* [Task statement]: Pull out every line below that contains the word "above" and copy each one unchanged.

-------------------------

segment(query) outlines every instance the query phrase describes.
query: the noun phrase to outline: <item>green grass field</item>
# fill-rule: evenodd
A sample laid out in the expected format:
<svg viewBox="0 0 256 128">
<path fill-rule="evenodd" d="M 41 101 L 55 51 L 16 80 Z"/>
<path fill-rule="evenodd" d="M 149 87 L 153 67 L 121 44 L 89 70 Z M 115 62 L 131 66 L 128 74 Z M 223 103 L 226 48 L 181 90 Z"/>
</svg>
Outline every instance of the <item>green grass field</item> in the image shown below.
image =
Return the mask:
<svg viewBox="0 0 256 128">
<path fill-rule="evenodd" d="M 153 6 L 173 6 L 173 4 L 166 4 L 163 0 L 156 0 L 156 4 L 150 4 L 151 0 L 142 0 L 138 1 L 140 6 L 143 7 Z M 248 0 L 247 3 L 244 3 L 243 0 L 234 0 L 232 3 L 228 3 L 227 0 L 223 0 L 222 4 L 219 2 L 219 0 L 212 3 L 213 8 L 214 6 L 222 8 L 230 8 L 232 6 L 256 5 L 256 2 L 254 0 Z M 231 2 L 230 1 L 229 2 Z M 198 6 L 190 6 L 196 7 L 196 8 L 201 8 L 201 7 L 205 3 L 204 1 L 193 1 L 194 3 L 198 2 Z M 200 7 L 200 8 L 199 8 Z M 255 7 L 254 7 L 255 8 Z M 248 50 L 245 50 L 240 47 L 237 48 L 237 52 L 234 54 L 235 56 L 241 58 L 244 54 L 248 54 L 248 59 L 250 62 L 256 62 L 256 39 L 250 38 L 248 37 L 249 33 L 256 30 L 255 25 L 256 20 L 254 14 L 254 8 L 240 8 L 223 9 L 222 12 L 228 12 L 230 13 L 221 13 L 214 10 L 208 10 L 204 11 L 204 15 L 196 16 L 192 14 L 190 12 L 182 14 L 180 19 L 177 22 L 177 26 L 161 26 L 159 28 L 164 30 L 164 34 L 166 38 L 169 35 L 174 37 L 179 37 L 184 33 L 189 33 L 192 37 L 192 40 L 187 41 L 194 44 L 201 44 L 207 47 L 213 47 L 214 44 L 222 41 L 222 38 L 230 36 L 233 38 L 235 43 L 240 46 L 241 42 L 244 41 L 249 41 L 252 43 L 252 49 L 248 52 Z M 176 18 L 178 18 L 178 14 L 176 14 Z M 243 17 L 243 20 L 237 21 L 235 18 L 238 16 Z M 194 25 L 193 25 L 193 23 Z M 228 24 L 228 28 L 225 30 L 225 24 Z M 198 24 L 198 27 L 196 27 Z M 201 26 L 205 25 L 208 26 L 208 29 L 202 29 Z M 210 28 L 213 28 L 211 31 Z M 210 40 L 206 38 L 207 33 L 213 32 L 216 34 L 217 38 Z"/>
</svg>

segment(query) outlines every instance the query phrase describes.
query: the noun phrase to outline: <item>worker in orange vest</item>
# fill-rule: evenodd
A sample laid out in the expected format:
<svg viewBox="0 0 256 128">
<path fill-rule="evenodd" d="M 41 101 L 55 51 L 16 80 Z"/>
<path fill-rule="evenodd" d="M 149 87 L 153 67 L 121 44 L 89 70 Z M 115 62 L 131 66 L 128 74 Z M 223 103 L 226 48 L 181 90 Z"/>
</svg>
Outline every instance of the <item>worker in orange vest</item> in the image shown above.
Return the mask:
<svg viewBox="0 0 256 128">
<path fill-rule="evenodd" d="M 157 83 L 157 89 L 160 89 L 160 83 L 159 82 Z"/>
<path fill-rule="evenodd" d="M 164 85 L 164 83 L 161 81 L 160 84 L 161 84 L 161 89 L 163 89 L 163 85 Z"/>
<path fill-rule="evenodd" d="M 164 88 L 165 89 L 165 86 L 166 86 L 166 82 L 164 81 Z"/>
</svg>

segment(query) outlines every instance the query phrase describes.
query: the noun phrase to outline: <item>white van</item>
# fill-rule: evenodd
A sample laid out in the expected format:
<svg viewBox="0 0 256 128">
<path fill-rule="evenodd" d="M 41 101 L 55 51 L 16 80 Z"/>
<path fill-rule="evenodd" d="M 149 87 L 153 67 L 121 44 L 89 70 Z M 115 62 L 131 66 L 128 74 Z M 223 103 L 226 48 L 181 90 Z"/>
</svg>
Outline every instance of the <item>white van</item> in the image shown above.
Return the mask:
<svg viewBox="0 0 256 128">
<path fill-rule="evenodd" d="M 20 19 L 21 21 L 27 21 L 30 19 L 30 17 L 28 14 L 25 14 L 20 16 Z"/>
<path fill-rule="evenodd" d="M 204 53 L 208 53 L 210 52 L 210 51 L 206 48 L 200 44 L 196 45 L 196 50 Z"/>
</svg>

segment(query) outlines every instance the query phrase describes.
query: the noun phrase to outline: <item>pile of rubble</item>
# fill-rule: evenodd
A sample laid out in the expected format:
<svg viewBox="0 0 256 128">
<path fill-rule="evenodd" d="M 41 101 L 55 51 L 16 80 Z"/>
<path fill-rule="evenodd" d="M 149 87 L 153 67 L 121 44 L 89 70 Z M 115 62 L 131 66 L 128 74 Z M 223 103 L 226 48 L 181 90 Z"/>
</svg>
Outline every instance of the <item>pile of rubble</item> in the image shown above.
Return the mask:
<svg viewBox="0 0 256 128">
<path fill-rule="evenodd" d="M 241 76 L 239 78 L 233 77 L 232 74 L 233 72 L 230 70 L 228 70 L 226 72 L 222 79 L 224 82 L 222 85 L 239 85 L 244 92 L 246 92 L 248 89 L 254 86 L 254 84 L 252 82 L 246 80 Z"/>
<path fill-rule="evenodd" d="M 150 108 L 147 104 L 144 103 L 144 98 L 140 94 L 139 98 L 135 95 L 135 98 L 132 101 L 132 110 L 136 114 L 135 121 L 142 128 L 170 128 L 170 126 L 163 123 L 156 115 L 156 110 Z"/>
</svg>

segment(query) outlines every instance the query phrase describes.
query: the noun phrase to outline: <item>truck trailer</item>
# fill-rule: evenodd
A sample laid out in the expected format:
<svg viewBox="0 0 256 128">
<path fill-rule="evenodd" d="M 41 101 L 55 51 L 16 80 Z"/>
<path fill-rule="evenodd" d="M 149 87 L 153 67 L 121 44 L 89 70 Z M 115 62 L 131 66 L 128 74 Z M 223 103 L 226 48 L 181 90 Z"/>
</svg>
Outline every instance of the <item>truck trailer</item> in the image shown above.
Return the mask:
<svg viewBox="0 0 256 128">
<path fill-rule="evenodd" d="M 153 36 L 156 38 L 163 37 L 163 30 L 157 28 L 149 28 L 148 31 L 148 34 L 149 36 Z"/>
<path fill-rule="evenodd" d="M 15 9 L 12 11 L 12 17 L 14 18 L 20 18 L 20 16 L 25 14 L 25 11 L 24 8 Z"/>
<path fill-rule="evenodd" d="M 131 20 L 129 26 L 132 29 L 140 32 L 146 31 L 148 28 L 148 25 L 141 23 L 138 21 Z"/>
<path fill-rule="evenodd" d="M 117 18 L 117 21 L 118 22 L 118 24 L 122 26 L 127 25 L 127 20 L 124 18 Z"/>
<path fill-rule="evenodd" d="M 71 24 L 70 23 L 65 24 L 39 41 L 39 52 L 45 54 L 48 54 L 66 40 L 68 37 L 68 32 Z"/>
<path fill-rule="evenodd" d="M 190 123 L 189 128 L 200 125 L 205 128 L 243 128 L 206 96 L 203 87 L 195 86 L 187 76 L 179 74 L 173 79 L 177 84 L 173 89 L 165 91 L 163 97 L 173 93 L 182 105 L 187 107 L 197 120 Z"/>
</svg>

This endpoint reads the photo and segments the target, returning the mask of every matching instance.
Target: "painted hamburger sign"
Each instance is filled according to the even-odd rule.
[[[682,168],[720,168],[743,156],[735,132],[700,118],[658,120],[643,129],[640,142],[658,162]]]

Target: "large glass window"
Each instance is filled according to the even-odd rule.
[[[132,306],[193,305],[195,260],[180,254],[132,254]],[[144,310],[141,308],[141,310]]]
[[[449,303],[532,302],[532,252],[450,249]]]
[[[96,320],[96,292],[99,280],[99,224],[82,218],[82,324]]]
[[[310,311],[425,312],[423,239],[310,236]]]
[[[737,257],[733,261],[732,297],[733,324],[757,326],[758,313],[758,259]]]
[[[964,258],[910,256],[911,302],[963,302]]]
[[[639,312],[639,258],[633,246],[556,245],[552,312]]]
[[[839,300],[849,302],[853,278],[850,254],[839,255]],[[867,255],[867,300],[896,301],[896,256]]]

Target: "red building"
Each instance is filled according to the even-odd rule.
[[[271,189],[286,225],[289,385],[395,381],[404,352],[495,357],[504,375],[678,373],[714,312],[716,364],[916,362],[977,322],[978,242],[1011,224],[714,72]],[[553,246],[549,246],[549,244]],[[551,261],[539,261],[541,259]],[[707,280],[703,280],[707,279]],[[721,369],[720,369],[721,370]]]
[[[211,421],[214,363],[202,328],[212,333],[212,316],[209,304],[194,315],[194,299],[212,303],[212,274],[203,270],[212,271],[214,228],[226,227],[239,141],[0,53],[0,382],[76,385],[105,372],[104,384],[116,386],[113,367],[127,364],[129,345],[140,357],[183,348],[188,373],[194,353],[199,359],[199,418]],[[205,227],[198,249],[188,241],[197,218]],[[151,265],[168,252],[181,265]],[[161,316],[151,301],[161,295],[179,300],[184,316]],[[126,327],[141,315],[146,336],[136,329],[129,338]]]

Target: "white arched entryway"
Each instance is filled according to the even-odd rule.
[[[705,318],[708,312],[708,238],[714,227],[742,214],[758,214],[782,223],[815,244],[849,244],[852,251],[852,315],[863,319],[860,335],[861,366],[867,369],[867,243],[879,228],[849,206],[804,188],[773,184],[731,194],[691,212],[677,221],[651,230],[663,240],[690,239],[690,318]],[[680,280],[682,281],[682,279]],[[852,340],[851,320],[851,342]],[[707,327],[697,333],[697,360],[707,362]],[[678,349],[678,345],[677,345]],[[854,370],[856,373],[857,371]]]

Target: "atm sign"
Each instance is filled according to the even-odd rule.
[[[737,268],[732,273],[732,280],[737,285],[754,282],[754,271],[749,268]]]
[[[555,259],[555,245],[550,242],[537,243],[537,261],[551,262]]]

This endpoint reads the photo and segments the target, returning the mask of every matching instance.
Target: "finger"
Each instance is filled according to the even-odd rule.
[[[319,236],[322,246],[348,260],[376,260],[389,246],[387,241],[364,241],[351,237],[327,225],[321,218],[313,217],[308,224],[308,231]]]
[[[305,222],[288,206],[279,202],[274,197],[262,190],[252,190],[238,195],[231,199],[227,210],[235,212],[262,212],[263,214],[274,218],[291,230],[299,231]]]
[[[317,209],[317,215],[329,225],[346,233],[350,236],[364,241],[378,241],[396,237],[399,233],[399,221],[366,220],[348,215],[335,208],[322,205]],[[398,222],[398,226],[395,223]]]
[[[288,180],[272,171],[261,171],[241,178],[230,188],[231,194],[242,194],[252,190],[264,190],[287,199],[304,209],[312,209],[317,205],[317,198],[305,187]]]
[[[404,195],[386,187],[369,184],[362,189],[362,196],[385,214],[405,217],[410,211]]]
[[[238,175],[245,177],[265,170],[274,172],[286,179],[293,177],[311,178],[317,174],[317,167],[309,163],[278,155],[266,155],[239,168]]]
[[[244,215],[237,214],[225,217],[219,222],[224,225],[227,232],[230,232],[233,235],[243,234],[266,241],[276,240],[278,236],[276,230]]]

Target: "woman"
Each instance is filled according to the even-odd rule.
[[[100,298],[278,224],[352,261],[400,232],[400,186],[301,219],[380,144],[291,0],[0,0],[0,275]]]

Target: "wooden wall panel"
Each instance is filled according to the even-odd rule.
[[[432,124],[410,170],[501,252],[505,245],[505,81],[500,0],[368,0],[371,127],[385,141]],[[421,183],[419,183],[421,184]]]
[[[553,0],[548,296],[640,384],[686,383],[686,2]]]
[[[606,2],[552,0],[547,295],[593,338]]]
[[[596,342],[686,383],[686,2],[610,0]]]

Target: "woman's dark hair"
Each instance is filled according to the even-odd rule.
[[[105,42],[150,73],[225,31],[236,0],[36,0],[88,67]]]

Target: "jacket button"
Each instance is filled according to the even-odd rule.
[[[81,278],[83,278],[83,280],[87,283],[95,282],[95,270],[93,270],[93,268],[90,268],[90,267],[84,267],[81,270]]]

-------------------------

* [Correct answer]:
Outline every instance of the <item>worker in orange vest</item> in the image shown above.
Outline every instance of the <item>white van</item> in the image shown above.
Outline every instance of the <item>pile of rubble</item> in the image shown above.
Outline every instance of the <item>truck trailer</item> in the image shown above.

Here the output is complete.